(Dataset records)
----------

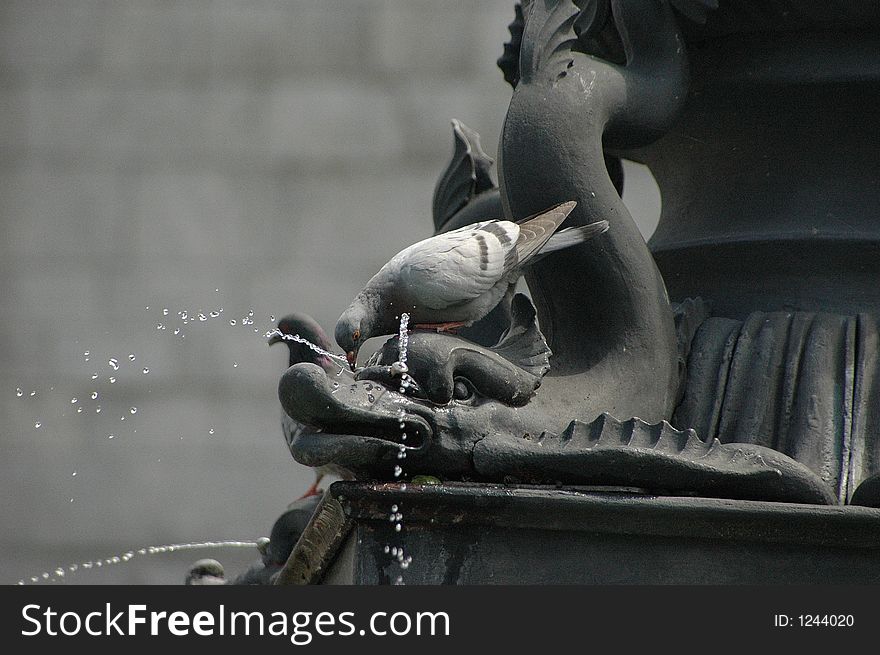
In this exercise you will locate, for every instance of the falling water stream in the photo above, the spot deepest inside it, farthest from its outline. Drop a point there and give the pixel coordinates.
(114, 363)
(396, 550)
(61, 573)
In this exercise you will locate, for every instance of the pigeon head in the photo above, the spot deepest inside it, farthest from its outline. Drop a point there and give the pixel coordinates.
(307, 328)
(352, 329)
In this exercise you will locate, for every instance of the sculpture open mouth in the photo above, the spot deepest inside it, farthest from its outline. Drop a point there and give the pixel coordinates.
(353, 420)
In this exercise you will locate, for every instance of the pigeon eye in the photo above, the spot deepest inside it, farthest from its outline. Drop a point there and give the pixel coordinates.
(462, 390)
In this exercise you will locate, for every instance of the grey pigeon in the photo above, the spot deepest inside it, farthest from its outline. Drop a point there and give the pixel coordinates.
(307, 328)
(455, 278)
(205, 572)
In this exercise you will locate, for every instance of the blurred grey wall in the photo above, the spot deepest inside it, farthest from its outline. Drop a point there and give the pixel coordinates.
(201, 156)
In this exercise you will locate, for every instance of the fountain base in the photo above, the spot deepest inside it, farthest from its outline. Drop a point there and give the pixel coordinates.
(499, 534)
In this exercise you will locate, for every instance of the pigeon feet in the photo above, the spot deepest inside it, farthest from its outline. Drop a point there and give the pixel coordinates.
(313, 490)
(440, 327)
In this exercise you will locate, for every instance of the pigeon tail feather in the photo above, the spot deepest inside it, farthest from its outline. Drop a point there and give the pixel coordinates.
(571, 236)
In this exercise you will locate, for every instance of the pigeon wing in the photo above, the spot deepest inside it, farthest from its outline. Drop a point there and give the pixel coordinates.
(456, 267)
(535, 231)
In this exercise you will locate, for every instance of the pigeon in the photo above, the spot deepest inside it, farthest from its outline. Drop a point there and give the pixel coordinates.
(205, 572)
(307, 328)
(455, 278)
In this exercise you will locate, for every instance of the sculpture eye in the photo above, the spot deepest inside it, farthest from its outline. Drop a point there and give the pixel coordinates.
(462, 390)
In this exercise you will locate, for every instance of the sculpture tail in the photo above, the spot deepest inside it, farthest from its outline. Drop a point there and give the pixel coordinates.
(571, 236)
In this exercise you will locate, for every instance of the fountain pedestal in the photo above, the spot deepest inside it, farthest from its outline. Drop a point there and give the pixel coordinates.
(499, 534)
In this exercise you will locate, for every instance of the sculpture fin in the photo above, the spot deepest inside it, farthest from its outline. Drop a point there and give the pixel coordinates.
(466, 176)
(656, 457)
(548, 32)
(522, 343)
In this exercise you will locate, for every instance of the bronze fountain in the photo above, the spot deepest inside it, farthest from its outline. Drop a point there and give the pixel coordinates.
(701, 408)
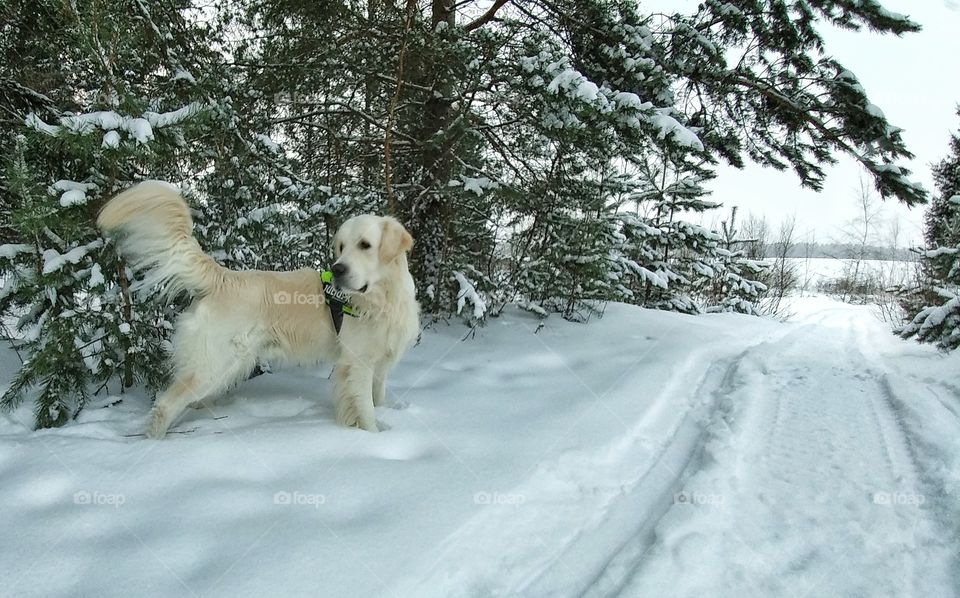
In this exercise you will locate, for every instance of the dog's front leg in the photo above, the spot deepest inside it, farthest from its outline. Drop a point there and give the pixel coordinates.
(380, 384)
(354, 398)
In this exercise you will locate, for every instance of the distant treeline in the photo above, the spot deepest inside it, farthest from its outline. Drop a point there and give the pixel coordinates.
(846, 251)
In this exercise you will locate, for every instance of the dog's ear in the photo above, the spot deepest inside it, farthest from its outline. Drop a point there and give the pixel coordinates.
(394, 239)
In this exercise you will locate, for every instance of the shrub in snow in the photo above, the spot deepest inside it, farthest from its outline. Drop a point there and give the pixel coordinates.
(933, 307)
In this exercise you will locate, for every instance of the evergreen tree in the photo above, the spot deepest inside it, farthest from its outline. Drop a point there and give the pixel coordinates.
(127, 116)
(934, 308)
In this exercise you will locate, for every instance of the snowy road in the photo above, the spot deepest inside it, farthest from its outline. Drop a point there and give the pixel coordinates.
(644, 454)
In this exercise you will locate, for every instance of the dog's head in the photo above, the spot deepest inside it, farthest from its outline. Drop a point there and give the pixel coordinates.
(365, 247)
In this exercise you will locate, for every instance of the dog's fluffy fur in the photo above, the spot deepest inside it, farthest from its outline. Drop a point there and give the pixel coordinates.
(238, 317)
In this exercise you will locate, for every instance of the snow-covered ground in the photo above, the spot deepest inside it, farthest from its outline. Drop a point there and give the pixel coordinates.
(646, 453)
(816, 270)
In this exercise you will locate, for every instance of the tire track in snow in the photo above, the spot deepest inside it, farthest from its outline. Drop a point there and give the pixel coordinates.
(817, 477)
(572, 503)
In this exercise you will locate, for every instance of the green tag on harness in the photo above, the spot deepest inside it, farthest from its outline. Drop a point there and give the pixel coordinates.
(336, 300)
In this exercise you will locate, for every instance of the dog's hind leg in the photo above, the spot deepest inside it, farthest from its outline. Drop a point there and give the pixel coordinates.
(170, 404)
(380, 383)
(193, 388)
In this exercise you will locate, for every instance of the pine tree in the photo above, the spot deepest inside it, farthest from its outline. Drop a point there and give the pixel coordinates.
(79, 320)
(934, 307)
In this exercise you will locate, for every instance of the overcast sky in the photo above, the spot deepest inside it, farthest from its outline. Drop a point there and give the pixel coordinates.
(914, 79)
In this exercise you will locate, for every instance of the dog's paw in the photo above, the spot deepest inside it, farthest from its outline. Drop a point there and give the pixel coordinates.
(157, 424)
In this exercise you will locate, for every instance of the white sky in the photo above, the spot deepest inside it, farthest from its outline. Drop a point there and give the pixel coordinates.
(914, 79)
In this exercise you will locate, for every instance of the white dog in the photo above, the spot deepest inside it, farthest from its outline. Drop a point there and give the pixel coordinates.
(239, 317)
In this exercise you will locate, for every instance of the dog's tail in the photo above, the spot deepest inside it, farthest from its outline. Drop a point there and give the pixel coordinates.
(156, 236)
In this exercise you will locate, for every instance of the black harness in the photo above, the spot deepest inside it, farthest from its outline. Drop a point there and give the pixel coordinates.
(336, 301)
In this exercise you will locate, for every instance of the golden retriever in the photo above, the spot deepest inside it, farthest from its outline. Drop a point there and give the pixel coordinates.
(238, 317)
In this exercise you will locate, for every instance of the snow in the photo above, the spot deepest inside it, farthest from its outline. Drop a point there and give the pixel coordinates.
(165, 119)
(111, 139)
(667, 125)
(469, 293)
(140, 129)
(477, 185)
(54, 260)
(270, 144)
(719, 455)
(96, 276)
(72, 192)
(12, 250)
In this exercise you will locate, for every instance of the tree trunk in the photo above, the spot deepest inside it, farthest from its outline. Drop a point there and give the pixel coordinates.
(430, 212)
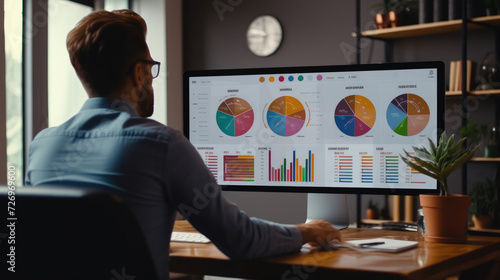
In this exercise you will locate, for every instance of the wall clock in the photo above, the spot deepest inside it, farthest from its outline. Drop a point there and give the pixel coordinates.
(264, 35)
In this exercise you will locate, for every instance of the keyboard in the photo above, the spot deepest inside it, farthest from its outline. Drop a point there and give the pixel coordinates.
(193, 237)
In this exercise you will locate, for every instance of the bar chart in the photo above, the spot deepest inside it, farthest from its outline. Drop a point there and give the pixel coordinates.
(239, 168)
(391, 164)
(293, 170)
(344, 167)
(212, 163)
(366, 169)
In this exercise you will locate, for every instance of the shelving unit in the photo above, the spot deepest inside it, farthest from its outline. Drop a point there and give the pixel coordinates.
(390, 34)
(430, 28)
(475, 92)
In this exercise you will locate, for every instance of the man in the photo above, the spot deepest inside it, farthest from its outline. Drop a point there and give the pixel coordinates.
(111, 143)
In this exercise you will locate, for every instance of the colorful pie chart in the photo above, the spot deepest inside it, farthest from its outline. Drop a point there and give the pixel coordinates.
(286, 116)
(235, 116)
(355, 115)
(408, 114)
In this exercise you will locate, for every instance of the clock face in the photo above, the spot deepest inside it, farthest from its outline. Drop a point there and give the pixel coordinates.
(264, 35)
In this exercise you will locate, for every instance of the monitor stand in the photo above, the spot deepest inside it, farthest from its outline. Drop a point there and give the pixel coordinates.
(329, 207)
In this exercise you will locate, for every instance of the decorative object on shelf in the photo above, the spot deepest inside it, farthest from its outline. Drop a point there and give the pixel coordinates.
(492, 7)
(445, 214)
(456, 74)
(440, 10)
(397, 13)
(382, 20)
(475, 8)
(491, 146)
(473, 132)
(485, 205)
(489, 72)
(425, 11)
(264, 35)
(372, 211)
(454, 9)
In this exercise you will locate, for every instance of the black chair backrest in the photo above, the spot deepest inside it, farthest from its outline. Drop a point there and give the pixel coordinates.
(70, 233)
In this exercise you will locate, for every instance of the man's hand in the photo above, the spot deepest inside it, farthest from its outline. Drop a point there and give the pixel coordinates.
(318, 232)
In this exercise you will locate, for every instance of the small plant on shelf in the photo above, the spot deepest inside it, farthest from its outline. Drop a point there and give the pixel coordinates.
(440, 160)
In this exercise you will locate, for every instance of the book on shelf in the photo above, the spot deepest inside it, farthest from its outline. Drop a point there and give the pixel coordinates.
(440, 10)
(425, 11)
(454, 9)
(456, 75)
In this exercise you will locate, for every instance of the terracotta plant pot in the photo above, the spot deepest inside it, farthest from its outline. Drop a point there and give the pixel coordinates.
(482, 221)
(445, 217)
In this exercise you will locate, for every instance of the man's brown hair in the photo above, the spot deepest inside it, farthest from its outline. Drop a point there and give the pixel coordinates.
(104, 46)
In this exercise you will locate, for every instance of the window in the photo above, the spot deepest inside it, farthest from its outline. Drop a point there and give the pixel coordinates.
(65, 92)
(13, 78)
(49, 92)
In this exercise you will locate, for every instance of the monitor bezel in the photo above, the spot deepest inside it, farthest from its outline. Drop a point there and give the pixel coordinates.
(439, 65)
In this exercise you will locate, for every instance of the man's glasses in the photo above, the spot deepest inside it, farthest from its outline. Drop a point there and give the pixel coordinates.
(155, 69)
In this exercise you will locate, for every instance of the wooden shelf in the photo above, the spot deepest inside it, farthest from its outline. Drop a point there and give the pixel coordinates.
(475, 92)
(429, 28)
(483, 159)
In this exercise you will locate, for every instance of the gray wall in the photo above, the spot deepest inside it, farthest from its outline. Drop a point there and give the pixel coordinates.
(316, 32)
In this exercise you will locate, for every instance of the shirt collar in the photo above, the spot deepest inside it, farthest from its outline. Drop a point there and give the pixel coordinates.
(109, 103)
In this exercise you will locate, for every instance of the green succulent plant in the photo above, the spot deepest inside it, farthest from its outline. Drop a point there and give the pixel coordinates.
(440, 160)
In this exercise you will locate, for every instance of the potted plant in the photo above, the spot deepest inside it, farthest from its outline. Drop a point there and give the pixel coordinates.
(445, 214)
(485, 205)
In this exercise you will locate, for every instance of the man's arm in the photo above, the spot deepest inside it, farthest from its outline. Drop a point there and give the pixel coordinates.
(318, 232)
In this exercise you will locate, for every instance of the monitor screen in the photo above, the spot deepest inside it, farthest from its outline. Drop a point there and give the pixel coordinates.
(322, 129)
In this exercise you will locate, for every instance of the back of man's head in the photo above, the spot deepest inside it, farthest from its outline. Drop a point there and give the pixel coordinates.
(104, 46)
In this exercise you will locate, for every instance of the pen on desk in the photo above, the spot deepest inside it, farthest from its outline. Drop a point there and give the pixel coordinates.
(371, 244)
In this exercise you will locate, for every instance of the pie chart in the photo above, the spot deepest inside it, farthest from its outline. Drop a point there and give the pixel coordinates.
(408, 114)
(355, 115)
(235, 116)
(286, 116)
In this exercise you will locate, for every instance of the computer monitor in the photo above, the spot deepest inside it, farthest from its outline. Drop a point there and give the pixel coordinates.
(318, 129)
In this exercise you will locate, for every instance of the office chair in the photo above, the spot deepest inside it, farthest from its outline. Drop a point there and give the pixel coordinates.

----------

Work request » For this exercise, reproduce exactly each line from the one containing "of the potted" through the last line of the data, and no others.

Result of this exercise »
In this exercise you will locate, for every instance of the potted plant in the photo above, the spot deepest inside it, farthest from its outline. Drop a point there and give the pixel coordinates.
(445, 214)
(485, 205)
In this exercise you will locate, for every instance of the man's arm in the photo above, the spot deepest inside it, farthest from its outline. Drop a point there and give the pixel coordinates.
(318, 232)
In this exercise you will locate, for every instance of the monitor screen in the photo above, the spot deepest inside it, farthest from its outline. Drop a point there and give the pixel coordinates.
(322, 129)
In this exercise you will locate, for every instance of the back of man's head in the photo above, the spot deepest inside it, farthest from its outline. Drop a point there and give the pixel coordinates.
(104, 46)
In this exercise you will locate, for every instance of the pen on desk in the photo above, the spot deepest inside it, farthest from its outline. Drop a point there and give the pixel coordinates.
(371, 244)
In this exercise you will locate, for every instance of the pie chart in the photo above, the spot deepest inside it, farthest from its outline. Drop a point there and give the pixel coordinates.
(408, 114)
(355, 115)
(235, 116)
(286, 116)
In this exercise you will locate, for every instance of the computer monitor in the photo above, the spot deepest inside it, farthest from its outline. Drop a point there and give the pixel coordinates.
(318, 129)
In this exercise you will locate, for every instance of the office chair in the photo above, the spot deepest inside it, farthest from its outline. Drop a point there and give the pixel coordinates.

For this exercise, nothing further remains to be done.